(Labeled-object pointing entries)
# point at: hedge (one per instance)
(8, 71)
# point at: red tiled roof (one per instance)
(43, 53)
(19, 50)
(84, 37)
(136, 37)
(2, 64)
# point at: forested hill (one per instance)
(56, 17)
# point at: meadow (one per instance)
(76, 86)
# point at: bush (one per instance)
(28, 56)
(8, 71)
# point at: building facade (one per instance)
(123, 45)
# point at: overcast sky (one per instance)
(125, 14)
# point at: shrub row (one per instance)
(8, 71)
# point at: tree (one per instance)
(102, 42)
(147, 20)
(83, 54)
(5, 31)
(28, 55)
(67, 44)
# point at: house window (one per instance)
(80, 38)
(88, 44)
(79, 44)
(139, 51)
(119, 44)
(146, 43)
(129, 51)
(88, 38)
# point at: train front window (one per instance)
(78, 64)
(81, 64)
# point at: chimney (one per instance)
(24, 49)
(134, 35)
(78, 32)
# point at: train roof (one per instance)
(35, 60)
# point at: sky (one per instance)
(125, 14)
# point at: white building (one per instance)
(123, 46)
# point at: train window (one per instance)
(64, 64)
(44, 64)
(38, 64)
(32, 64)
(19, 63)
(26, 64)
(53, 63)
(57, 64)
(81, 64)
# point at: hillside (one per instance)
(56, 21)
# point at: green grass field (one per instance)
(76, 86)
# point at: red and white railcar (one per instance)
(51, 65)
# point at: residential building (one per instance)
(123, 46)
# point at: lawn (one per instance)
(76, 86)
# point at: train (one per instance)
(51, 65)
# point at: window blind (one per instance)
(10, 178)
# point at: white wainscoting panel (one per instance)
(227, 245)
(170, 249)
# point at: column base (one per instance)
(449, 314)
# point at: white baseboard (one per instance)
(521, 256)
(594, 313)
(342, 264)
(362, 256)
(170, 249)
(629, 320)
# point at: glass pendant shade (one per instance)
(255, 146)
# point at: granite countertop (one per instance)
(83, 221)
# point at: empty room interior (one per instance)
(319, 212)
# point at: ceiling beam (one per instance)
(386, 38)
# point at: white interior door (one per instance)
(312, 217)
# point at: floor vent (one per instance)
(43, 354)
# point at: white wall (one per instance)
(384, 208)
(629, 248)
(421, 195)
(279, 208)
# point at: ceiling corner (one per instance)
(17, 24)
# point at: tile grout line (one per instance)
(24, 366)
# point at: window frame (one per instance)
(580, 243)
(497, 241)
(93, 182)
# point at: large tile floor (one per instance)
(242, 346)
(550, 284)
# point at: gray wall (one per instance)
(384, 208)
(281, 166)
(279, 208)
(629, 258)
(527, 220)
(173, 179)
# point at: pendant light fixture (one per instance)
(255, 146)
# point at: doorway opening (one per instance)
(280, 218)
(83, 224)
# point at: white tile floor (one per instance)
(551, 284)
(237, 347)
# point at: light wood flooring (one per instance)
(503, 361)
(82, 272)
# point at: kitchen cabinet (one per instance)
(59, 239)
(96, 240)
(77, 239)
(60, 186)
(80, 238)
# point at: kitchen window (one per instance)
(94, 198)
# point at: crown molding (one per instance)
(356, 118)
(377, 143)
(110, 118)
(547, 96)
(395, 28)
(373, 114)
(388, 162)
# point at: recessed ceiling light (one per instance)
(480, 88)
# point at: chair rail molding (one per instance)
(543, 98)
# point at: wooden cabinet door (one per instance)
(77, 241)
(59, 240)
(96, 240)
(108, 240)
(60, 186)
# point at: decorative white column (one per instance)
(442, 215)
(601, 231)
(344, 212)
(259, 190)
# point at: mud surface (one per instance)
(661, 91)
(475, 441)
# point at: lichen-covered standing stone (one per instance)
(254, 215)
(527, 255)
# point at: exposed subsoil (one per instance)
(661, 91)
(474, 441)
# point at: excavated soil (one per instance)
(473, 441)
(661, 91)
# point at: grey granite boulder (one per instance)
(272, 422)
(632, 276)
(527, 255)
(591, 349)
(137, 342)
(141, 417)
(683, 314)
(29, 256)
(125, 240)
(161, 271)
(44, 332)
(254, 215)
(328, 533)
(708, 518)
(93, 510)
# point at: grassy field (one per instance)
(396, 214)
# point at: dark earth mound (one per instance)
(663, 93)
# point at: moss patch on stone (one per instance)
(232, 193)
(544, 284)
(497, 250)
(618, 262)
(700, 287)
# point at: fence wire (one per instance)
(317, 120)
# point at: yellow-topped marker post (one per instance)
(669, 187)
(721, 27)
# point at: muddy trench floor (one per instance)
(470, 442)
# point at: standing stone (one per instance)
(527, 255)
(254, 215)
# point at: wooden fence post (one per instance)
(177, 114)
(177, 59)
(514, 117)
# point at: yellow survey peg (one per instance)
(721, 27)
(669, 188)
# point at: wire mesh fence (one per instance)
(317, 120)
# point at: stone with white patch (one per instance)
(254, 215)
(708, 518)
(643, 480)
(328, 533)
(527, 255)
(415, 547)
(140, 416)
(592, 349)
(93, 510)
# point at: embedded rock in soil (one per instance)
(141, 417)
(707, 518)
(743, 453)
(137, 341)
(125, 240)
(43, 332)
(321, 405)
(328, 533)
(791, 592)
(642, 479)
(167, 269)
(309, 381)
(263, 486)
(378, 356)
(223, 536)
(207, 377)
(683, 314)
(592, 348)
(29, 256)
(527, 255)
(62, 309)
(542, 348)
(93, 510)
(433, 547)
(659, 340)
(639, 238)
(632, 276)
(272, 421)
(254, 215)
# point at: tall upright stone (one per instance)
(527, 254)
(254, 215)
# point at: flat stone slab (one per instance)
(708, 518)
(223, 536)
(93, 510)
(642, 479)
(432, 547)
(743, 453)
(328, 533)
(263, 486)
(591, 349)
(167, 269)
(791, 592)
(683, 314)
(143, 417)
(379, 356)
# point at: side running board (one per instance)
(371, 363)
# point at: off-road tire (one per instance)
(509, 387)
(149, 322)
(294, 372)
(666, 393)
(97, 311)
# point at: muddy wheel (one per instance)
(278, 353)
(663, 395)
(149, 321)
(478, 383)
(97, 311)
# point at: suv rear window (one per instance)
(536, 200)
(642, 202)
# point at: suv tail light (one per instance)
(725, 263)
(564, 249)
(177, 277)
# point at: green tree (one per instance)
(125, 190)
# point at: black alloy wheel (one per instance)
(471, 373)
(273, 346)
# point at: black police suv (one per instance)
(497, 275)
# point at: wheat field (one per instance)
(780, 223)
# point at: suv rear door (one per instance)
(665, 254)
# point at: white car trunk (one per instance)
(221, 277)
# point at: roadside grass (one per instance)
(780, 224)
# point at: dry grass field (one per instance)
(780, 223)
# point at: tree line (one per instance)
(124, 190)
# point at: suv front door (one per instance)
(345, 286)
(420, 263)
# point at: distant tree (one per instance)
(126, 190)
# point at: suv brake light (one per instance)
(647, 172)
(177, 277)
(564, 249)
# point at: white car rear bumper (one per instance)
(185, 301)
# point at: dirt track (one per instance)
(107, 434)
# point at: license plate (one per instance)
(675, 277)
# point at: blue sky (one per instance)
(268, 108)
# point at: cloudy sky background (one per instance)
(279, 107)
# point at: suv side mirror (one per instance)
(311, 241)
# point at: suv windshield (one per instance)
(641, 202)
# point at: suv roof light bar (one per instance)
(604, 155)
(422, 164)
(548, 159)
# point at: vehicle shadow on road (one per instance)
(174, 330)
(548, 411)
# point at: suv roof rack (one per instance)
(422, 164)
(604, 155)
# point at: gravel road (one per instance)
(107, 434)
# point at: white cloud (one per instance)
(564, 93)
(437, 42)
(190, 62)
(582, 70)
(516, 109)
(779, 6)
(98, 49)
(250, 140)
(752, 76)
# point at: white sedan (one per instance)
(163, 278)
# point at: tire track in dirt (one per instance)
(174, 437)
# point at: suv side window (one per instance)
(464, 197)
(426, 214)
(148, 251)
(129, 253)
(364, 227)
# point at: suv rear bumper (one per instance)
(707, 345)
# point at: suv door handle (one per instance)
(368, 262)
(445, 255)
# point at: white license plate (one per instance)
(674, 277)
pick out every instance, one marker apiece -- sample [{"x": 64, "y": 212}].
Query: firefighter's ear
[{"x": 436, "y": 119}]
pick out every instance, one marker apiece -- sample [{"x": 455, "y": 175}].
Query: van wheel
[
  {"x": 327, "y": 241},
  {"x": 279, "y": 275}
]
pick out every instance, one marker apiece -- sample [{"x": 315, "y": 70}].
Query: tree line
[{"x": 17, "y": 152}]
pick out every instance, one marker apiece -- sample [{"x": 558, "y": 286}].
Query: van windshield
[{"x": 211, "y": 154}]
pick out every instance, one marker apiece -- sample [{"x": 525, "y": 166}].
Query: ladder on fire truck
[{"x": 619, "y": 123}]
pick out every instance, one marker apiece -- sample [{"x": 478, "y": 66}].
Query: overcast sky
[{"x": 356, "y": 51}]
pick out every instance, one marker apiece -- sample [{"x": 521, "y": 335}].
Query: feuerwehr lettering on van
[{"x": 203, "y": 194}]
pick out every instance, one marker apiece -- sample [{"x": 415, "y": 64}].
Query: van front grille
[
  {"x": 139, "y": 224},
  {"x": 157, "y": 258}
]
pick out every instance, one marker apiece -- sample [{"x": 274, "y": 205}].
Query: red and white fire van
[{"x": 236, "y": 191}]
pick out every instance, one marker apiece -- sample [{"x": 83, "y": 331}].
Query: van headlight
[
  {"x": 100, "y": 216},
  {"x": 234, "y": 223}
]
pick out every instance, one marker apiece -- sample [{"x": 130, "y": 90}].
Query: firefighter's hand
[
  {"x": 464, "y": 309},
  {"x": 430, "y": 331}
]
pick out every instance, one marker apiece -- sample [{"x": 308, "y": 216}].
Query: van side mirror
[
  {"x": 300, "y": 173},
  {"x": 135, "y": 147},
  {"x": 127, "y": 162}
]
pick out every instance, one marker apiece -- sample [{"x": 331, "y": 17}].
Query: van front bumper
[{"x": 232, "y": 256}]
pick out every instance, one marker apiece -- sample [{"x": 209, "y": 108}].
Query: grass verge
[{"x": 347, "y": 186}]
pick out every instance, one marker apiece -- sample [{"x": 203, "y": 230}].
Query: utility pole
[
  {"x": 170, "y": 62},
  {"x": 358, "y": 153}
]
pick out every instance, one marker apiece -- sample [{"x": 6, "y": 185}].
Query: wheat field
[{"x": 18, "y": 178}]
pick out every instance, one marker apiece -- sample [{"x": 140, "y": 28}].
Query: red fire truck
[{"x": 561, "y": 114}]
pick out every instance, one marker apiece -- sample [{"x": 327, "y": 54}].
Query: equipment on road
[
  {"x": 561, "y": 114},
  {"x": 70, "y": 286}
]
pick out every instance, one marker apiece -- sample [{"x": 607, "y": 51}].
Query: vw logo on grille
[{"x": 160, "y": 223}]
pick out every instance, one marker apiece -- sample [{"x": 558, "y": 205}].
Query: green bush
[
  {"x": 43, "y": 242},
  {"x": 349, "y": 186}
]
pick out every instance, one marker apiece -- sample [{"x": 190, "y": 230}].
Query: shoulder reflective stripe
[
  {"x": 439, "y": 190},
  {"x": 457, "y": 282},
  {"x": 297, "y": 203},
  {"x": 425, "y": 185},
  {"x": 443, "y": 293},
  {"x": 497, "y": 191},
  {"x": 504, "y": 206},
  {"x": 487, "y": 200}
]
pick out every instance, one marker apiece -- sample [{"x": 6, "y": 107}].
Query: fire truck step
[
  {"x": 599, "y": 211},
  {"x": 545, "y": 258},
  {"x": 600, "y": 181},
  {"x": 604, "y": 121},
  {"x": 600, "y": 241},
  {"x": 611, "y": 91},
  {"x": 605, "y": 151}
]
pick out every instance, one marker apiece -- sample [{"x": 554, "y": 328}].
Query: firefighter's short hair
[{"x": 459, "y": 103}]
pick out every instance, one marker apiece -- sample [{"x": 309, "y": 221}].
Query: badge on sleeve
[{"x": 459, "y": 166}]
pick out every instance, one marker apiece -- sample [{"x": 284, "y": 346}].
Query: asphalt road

§ PROBLEM STATEMENT
Pick out every line of the rows above that contains the string "wheat", and copy each one. Case counts.

§ PROBLEM SOLUTION
# point at: wheat field (one per instance)
Query: wheat field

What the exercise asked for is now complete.